Image point grounding data:
· · · ·

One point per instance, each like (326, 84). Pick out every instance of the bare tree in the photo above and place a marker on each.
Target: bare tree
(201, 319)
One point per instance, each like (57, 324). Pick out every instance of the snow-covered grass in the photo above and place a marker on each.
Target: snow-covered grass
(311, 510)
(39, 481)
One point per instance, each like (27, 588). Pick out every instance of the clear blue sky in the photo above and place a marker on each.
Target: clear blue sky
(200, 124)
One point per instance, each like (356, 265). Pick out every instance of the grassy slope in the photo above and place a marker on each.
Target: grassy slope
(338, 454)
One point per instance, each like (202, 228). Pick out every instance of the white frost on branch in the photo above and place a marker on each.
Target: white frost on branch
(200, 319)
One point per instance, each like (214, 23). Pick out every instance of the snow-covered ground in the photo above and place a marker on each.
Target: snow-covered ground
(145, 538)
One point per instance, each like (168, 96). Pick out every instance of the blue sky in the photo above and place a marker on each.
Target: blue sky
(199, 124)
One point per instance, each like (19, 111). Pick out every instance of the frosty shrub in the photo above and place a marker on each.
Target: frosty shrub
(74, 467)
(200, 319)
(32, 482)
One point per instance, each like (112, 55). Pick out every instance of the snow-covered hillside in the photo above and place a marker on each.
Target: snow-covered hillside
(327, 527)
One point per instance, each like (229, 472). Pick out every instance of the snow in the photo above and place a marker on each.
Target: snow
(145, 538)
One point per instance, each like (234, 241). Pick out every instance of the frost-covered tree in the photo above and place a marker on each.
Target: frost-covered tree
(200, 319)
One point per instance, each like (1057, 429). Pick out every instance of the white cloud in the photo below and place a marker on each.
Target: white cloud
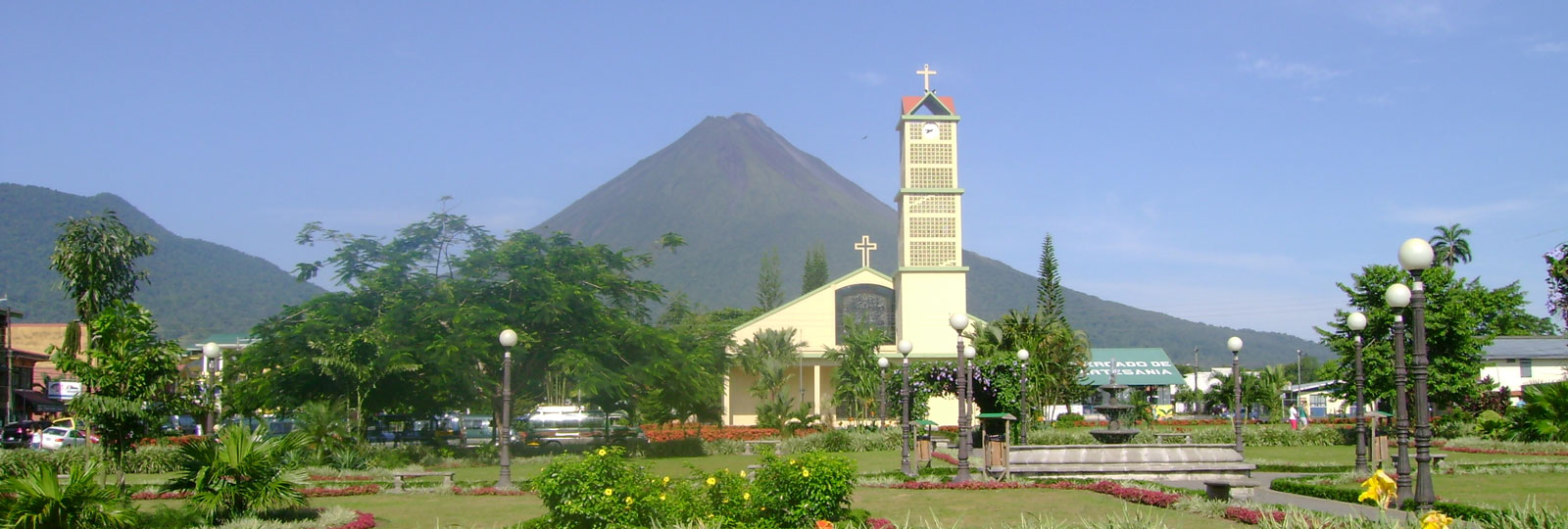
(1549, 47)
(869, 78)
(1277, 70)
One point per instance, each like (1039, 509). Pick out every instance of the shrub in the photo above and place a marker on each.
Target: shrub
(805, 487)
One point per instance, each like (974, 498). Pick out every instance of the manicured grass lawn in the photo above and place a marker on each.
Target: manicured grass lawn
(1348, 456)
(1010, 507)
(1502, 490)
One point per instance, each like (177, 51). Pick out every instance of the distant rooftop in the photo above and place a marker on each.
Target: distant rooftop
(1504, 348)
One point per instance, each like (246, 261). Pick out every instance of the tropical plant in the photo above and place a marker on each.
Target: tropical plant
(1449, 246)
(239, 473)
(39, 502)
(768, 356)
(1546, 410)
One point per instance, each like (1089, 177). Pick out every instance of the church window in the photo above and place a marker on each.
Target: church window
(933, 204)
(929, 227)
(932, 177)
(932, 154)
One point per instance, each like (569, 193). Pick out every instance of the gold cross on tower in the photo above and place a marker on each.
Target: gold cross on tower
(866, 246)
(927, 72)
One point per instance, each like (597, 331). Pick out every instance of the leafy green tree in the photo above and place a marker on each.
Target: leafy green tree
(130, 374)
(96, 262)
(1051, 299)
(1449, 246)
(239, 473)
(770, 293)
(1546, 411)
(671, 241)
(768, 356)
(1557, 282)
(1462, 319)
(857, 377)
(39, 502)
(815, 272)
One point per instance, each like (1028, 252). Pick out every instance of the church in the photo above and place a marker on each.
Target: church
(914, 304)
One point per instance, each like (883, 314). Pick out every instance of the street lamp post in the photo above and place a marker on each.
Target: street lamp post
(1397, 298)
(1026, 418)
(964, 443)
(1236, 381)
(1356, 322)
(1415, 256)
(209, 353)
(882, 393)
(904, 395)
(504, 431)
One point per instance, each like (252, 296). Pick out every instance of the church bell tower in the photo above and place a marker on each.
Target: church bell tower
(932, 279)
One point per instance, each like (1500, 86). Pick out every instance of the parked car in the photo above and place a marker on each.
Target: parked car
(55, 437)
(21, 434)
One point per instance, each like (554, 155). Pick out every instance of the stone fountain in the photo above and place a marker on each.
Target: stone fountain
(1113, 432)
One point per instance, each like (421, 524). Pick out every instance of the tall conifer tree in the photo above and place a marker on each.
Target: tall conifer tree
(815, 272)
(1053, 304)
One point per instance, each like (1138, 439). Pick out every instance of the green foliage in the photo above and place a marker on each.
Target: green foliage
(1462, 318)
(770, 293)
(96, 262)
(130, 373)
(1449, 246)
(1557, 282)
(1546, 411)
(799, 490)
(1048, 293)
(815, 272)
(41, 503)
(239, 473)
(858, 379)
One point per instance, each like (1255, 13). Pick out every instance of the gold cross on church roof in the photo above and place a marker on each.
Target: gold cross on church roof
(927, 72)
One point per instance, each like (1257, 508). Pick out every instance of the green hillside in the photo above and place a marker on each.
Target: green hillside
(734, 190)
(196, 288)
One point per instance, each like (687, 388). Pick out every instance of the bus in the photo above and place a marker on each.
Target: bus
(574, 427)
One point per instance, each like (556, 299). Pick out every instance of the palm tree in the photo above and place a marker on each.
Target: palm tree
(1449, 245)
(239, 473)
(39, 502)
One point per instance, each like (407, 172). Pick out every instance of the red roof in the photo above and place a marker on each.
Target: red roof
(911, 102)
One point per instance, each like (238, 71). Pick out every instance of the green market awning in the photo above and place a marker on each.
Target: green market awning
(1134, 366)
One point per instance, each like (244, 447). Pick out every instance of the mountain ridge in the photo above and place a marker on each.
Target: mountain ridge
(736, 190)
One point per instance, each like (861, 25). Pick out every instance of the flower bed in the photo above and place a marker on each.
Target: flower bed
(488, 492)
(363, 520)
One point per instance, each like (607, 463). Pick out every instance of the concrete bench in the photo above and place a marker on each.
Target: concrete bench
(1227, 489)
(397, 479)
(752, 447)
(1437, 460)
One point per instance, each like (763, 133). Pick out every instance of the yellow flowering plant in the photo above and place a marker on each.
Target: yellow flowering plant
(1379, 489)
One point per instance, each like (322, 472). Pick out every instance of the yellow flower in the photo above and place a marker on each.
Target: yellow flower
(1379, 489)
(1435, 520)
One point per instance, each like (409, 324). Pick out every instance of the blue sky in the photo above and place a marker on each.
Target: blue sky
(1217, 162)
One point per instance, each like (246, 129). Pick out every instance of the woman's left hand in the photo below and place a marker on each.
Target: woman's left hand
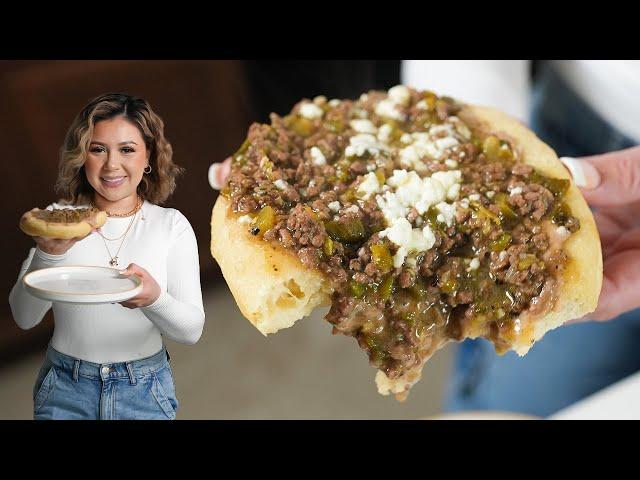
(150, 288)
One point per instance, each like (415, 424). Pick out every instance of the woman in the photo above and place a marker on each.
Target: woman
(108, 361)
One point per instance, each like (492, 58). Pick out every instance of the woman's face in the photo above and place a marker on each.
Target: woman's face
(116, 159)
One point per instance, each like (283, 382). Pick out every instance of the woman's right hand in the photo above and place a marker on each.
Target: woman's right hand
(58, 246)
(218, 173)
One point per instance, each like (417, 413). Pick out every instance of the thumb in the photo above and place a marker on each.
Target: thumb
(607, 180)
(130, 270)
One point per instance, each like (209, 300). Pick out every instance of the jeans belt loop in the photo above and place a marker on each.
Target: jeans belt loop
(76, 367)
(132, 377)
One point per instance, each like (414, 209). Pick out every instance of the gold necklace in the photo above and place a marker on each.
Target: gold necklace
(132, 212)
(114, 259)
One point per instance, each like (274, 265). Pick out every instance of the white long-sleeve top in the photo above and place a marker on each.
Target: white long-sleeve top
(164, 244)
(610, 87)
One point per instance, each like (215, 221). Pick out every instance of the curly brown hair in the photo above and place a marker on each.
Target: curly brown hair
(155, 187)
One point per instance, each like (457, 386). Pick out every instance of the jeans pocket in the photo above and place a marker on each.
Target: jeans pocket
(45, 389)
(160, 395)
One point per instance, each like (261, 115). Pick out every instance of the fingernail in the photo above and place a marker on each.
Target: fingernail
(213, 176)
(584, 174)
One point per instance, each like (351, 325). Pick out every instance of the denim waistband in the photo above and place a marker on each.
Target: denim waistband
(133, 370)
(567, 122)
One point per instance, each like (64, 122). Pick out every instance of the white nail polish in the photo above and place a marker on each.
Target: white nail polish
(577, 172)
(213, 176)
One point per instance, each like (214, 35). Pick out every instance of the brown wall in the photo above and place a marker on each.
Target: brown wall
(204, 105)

· · · ·

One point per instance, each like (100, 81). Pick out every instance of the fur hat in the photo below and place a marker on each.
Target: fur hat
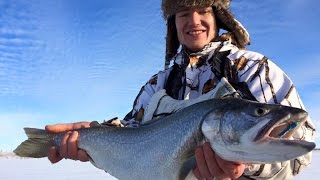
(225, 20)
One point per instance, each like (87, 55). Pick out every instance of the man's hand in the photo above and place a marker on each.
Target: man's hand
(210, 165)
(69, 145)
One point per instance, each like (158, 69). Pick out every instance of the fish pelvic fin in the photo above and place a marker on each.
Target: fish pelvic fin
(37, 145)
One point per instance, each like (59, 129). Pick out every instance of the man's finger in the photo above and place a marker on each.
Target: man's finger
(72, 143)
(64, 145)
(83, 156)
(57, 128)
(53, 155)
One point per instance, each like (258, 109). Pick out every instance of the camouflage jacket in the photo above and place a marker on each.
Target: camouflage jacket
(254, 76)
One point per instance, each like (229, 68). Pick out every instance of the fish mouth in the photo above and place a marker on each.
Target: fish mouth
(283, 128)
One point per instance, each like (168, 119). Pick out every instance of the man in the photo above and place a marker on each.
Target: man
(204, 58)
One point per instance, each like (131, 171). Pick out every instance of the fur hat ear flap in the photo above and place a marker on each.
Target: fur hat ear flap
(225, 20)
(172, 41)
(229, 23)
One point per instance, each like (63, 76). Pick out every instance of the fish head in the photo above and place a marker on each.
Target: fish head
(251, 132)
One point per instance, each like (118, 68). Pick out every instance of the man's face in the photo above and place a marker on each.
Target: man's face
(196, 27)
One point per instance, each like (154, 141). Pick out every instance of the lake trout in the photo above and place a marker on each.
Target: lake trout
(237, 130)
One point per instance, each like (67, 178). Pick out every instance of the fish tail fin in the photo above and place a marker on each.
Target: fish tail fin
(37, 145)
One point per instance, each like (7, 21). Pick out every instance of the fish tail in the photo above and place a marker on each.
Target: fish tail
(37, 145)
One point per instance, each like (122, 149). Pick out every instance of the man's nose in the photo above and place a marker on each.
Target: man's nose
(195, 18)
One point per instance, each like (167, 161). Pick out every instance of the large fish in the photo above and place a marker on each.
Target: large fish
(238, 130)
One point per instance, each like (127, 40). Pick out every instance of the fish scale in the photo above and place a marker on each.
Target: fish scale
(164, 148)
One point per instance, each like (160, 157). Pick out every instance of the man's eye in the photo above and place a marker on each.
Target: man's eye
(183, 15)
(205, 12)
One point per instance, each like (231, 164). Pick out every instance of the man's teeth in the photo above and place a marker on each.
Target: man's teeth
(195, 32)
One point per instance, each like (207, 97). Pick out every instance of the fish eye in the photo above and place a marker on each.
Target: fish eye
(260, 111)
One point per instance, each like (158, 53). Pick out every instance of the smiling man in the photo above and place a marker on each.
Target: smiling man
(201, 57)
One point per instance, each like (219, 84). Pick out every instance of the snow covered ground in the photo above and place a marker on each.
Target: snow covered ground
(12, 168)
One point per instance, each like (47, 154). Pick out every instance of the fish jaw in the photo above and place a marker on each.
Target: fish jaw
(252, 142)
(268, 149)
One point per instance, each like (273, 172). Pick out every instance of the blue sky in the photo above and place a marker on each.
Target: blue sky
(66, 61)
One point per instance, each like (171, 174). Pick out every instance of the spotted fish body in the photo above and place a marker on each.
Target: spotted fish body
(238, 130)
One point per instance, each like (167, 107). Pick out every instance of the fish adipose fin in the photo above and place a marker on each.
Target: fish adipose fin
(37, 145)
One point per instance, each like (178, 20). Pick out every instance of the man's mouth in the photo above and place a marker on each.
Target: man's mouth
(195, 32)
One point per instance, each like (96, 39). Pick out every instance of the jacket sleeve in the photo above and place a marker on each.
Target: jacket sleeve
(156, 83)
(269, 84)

· · · ·

> _Directions_:
Would you filter the entries above and keep each line that has the word "below"?

> _Response area_:
One point per instance, each like (1057, 429). Pick out every instance of the white cloud in the photo below and place a marker on each.
One point per instance, each like (246, 129). Pick out every instance of the woman's left hand in the photo below and place a marker on each.
One point per instance, each like (100, 81). Pick out every instance of the fur hat in the photo below and place a marker on each.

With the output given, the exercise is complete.